WHAT IS EXPECTED: No line of the records may be dropped; print them all again exactly.

[Data extracted from a collection]
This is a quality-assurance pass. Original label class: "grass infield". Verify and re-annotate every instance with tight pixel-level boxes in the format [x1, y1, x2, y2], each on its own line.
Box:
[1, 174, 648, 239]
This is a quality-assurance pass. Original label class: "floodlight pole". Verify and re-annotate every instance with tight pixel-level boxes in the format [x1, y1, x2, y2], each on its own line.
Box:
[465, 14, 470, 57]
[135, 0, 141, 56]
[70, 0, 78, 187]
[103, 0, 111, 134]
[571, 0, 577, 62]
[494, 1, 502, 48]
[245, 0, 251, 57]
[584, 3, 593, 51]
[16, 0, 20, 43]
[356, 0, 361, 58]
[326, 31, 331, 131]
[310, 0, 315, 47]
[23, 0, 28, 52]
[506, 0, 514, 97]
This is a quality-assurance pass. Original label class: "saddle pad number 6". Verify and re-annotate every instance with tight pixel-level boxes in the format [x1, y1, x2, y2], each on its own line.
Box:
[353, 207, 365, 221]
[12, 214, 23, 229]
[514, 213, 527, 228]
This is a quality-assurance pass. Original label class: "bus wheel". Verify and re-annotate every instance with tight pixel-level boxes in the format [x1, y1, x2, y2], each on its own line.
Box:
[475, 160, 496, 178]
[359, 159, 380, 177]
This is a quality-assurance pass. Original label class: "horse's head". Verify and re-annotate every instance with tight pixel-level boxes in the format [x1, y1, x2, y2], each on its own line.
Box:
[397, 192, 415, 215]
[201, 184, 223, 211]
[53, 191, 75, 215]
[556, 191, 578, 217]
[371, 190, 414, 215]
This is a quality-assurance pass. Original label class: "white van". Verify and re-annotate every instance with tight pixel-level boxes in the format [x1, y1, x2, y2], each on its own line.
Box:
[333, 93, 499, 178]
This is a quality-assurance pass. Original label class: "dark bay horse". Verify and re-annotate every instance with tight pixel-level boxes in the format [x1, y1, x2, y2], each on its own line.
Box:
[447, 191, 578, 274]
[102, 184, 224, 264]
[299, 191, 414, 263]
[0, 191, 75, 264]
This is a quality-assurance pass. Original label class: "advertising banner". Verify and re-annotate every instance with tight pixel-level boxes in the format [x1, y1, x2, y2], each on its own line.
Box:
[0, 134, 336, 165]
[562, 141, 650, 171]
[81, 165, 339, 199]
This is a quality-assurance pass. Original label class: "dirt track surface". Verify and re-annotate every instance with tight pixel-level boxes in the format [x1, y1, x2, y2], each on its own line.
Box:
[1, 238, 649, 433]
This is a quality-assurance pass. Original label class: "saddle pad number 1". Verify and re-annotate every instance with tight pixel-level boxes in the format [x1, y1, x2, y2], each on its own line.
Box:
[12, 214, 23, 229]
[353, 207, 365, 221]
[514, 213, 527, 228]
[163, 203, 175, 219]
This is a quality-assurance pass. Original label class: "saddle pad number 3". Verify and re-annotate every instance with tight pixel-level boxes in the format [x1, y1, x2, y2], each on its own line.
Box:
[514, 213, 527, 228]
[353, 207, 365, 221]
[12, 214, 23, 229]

PROBLEM SOLUTION:
This is a quality-assurance pass. Original label class: "grass infield". Verify and re-annotate every instance with tight pixel-level boxes in the format [x1, y1, x2, y2], each on its own line.
Box:
[1, 174, 648, 239]
This is a quality-assurance pass. Original label class: "floodlight pole". Verify and re-annotate every instance with tight pixel-level boxes in the format [x1, y1, x2, y2], each on its own line.
Box:
[465, 14, 470, 57]
[135, 0, 141, 56]
[70, 0, 78, 187]
[103, 0, 111, 134]
[571, 0, 577, 62]
[494, 1, 502, 48]
[245, 0, 251, 57]
[584, 3, 593, 51]
[16, 0, 20, 43]
[356, 0, 361, 58]
[326, 31, 331, 131]
[310, 0, 315, 47]
[23, 0, 28, 52]
[506, 0, 514, 97]
This is a quality-assurance pass. Original label class: "saddle pad number 6". Verify and re-annotate every instance with tight pixel-level boxes in the format [x1, y1, x2, y2], each on its own line.
Box:
[353, 207, 365, 221]
[12, 214, 23, 229]
[514, 213, 527, 228]
This is a quality-assurance pass. Original label class: "bus wheel". Verify and re-annotate every instance with tight pixel-level boxes in the format [x1, y1, x2, y2], each on its own line.
Box:
[475, 160, 496, 178]
[359, 159, 380, 177]
This is a quality-assurance pass. Original label class: "horse's head". Verify and re-annotate every instance with tight pixel-level boxes in the format [x1, y1, x2, y2], each on its own line.
Box:
[397, 192, 415, 215]
[201, 184, 223, 211]
[53, 191, 75, 215]
[556, 191, 578, 217]
[371, 190, 414, 215]
This is a quality-assurance pass. Original label class: "white van". Verify and re-annotate every instance with tight pixel-level boxes in the format [x1, y1, x2, y2], each on its own line.
Box:
[333, 93, 499, 178]
This is a quality-assurance pass. Original label class: "dark bay horse". Verify and re-annotate every instance with tight pixel-level boxes in the format [x1, y1, x2, y2], each on its own line.
Box:
[447, 191, 578, 274]
[102, 184, 224, 264]
[299, 191, 414, 263]
[0, 191, 75, 264]
This is a quality-assurance pass. Original label class: "advertising banner". Verify and re-annotate every instance with tight pixel-level boxes in the format [x1, y1, x2, y2], each on its own line.
Box:
[0, 134, 336, 165]
[562, 141, 650, 171]
[81, 165, 339, 199]
This is a quality-assurance pass. Original label class: "dirt track surface". Verify and re-annotate every instance with tight pixel-level boxes in the format [x1, y1, x2, y2], each on its own line.
Box:
[1, 238, 649, 433]
This is a quality-assurance pass. Original label class: "saddle pad number 1". Verify and re-annotate every instance with tight pixel-level boxes in the format [x1, y1, x2, y2], each on its own line.
Box:
[12, 214, 23, 229]
[353, 207, 365, 221]
[514, 213, 527, 228]
[163, 203, 175, 219]
This is a quality-assurance pass. Original label class: "saddle pad number 3". Verify and re-annotate every instance with tight pixel-level boxes in the format [x1, y1, x2, y2], each on its own line.
Box:
[514, 213, 527, 228]
[353, 207, 365, 221]
[12, 214, 23, 229]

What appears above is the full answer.